• **Work to be completed**
Output each record exactly. Leave none out.

─── Supplied information

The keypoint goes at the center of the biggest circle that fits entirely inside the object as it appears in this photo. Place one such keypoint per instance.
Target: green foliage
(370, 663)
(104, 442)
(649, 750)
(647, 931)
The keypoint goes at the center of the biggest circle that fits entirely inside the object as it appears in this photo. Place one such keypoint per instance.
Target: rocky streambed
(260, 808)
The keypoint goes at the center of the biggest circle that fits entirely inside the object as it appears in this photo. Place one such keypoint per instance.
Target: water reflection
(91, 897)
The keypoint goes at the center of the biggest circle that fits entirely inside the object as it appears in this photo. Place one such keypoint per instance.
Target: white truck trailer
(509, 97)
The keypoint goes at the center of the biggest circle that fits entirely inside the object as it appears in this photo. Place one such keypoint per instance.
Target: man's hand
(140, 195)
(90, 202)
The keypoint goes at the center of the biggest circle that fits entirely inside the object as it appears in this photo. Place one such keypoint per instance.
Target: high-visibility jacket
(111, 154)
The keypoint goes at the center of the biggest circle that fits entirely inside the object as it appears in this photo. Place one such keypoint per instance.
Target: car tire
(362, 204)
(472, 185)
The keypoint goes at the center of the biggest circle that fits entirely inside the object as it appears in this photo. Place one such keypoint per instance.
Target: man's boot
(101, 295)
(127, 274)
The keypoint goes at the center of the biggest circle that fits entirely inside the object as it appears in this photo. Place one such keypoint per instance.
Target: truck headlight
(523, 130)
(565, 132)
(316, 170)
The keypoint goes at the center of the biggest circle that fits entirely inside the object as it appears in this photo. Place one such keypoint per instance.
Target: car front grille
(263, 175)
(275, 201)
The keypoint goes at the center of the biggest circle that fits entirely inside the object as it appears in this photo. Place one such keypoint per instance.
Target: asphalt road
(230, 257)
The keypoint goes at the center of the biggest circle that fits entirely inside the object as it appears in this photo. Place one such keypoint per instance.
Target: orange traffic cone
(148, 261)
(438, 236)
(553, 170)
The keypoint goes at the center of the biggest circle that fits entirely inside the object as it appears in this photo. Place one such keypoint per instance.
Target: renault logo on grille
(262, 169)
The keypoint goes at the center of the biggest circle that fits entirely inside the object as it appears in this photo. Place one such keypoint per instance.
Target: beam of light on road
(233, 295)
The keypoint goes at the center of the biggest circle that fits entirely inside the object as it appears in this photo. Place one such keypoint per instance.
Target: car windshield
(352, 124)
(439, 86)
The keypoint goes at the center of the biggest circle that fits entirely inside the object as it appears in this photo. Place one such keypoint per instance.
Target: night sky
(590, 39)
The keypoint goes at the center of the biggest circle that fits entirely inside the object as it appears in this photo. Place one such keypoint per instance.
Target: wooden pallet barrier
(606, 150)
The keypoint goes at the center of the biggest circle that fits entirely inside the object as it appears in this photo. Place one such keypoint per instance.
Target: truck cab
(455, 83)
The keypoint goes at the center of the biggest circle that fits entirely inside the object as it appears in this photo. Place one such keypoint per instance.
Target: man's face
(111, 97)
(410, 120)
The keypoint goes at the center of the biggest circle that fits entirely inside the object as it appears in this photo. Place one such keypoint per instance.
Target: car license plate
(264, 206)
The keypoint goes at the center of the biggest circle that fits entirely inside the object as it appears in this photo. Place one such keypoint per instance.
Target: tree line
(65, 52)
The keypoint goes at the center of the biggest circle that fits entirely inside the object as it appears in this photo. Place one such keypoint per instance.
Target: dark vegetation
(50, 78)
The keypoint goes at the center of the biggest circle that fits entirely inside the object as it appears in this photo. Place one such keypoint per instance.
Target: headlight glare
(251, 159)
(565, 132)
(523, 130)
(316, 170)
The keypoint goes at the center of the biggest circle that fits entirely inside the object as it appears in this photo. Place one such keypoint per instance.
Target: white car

──────

• **Exercise answer**
The keypoint goes at the center of the biggest circle that fits entirely inside the object as it appears in this photo. Place one such keypoint per instance.
Target: green foliage
(370, 663)
(104, 442)
(649, 750)
(647, 931)
The keypoint goes at the center of the biggest circle that fits entirely inside the object as it appears in this photo. Place one such keypoint per instance.
Target: rocky streambed
(260, 808)
The keypoint goes at the center of the biggest circle that fits entirely inside the object as it appears in this photo. Place one such keypoint per instance.
Target: water reflection
(91, 897)
The keypoint goes at the center of the biggest circle that fits entirely inside the object as it appears in this photo. Place one such keypoint per instance.
Target: white truck trailer
(509, 97)
The keypoint goes at the center of the biggest circle that fits entirely inside the object as it appears in this photo. Place one such keypoint per instance.
Target: man's hand
(140, 195)
(90, 202)
The keypoint goes at the center of the biggest circle that fits entirely inside the object as it appears in this photo. Place one such keypoint per instance.
Target: high-visibility jacket
(111, 154)
The keypoint goes at the center of the biggest circle that fits entirely inside the object as it appears in this photo. Place one such keypoint per instance.
Target: car tire
(362, 204)
(472, 185)
The keypoint goes at the center of the biggest circle that fits entirely inside the object as it appears in this photo. Place one such keypoint per instance.
Target: man's boot
(101, 295)
(127, 274)
The keypoint goes at the center of the biggest circle that fits entirely inside the object as it appears in this photo. Place one such keypoint per instance.
Target: truck headlight
(523, 130)
(565, 132)
(316, 170)
The keypoint goes at the center of the biggest circle that fits entirely inside the object as it appears in this photo. Place one such keypoint per instance.
Target: car front grille
(263, 175)
(275, 201)
The keypoint goes at the center of the biggest circle that fits entirely inside the object as it appears in this photo. Place one such keypoint per instance.
Target: asphalt road
(230, 257)
The keypoint goes at the center of the biggest circle that fits entirely inside the object as it appears in this photo. Place one such keypoint per instance.
Target: orange traffic cone
(148, 261)
(438, 236)
(553, 170)
The keypoint goes at the center of the biggest circle that fits entirely inside the object as it appears in this photo. Place one such keypoint per instance.
Target: renault logo on grille
(262, 169)
The keypoint goes at the center of the biggest circle that fits entirely inside the object as it appears in this photo. Place one such keypoint per instance.
Target: beam of light on road
(233, 295)
The keypoint goes at the center of the biggest circle that fits entirely inside the object as it appears in this photo. Place one such keypoint per instance.
Target: car windshield
(352, 124)
(439, 86)
The keypoint goes at the center of the biggest circle that fits entirely inside the object as it appears in this photo. Place one such keypoint per instance.
Target: night sky
(590, 39)
The keypoint goes at the center of the biggest circle that fits entirely inside the object as it appears in this photo. Place one such keypoint per instance.
Target: wooden pallet barrier
(606, 150)
The keypoint goes at the center of the biggest circle that fits entirely inside the object as it appears in this photo. Place one such keypoint per instance.
Target: truck cab
(455, 83)
The keypoint goes at the center of the biggest circle that fits entirely inside the object as it appears in this photo. Place one such keypoint per instance.
Target: man's face
(111, 97)
(410, 120)
The keypoint goes at the center of the biggest circle that fits entirely inside the object as it appears in this photo. Place one such keypoint per instance.
Target: car license plate
(264, 206)
The keypoint goes at the center of the biggest circle that fits entirely inside the object as it appears in this photo. Place one such keypoint per instance.
Target: tree line
(65, 52)
The keypoint goes at the center of the biggest circle that fits entirely inside the object as it appears in this photo. Place one such keypoint per instance.
Target: dark vegetation
(50, 78)
The keypoint goes at the center of the biggest circle that fits entirely inside the object as it appears in this photo. Place one such keypoint per instance.
Target: headlight glare
(251, 159)
(565, 132)
(523, 130)
(316, 170)
The keypoint goes at the center of the biggest circle that fits entirely inside the object as it appears in this photo. Place one such keypoint per instance.
Target: white car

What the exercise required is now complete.